## TEXT EXCERPT:
--- START ---

At just a couple of centimeters long, the future of medical technology is the size of a grain of rice.

Researchers in the endoscopic department of Olympus Optical Co., based in the west Tokyo suburb of Hachioji, are developing a tiny capsule of glass and plastic that will be directed through the arteries and organs of the human body looking for signs of disease and transmitting images to doctors.

The “smart” capsule, which a patient only has to swallow, will even be able to perform small-scale surgical procedures when it comes across a trouble spot, operating with a microscopic scalpel and guided by doctors through a remote-controlled camera in its nose.

It will also be able to deliver small doses of drugs and collect tissue samples with a scoop arm that extends and retracts from the body of the instrument.

“By using a capsule that is able to travel by itself to the affected part of the body, it will be possible to diagnose, treat and cure illnesses faster and more efficiently,” said Hitoshi Mizuno, group manager of the company’s gastrointestinal products division.

“This method of treatment would minimize pain for the patient,” Mizuno said. “But our work is still in the development stage.” He was unable to say when the endoscope of the future will be available to physicians.

--- END ---

## RAW DATA:
--- START ---

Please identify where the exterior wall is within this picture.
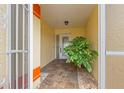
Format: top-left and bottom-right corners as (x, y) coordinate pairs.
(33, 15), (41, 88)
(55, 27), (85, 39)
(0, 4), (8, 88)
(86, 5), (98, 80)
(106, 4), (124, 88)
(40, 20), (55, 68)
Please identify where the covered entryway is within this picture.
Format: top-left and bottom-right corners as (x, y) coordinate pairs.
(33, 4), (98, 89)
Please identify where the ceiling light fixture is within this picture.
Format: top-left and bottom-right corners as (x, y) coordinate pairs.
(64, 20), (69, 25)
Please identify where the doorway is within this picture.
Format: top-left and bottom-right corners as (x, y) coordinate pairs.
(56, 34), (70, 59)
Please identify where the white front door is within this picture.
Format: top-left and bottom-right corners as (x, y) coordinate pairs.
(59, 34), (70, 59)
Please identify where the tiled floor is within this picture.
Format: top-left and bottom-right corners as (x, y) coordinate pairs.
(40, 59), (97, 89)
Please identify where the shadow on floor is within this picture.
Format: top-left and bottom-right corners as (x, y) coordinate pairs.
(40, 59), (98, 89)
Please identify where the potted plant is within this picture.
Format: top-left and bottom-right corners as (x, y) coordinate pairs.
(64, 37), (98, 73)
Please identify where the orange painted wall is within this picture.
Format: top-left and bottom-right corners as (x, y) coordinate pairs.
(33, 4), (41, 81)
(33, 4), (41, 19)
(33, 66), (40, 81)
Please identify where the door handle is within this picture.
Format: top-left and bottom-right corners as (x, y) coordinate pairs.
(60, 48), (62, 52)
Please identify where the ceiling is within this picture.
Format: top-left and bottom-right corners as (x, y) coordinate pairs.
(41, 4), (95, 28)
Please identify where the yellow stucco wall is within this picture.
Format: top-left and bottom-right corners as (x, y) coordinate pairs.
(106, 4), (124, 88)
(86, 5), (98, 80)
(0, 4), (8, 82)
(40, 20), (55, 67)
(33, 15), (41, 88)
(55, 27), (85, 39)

--- END ---
--- START ---

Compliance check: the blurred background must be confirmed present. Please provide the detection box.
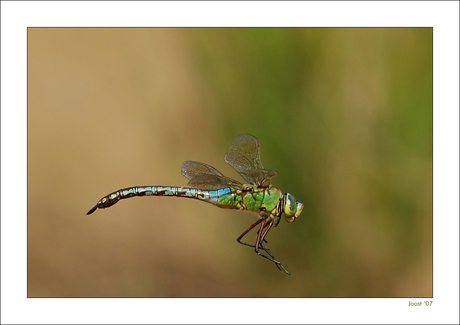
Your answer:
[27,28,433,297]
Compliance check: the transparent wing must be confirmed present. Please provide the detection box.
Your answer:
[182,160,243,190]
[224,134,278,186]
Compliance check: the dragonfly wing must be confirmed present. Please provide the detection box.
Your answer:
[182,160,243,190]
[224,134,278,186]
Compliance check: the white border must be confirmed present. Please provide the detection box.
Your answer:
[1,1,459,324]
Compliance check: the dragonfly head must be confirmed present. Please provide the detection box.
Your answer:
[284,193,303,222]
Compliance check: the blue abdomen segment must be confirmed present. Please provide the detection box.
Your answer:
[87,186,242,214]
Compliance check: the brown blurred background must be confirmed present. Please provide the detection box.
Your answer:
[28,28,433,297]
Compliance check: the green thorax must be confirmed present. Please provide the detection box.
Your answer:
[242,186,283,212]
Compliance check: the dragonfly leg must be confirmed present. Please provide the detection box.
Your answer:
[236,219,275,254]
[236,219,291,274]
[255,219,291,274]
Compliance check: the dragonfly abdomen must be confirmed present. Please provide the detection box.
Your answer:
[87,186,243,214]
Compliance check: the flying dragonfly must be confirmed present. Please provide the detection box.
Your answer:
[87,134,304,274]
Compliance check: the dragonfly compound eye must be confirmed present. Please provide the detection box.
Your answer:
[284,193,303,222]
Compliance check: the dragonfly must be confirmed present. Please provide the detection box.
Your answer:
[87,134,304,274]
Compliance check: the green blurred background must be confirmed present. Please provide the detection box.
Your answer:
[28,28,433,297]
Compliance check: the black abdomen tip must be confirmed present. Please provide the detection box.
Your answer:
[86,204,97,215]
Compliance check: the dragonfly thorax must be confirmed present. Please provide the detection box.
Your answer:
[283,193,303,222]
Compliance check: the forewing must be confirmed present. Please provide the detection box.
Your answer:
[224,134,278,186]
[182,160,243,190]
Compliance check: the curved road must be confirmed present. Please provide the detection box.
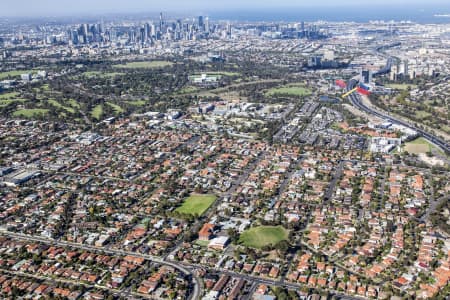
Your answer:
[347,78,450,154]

--- END ---

## EXERCISE SET:
1/ According to Mizuno in the capsule article, what three things will the capsule make it possible to do to illnesses faster and more efficiently?
2/ Write out the stretch of the capsule article from "It will also" through "gastrointestinal products division.".
3/ In the capsule article, what two materials is the tiny capsule made of?
The listing plays no part in what follows.

## ANSWERS TO THE EXERCISES:
1/ Diagnose, treat and cure

2/
It will also be able to deliver small doses of drugs and collect tissue samples with a scoop arm that extends and retracts from the body of the instrument.

“By using a capsule that is able to travel by itself to the affected part of the body, it will be possible to diagnose, treat and cure illnesses faster and more efficiently,” said Hitoshi Mizuno, group manager of the company’s gastrointestinal products division.

3/ Glass and plastic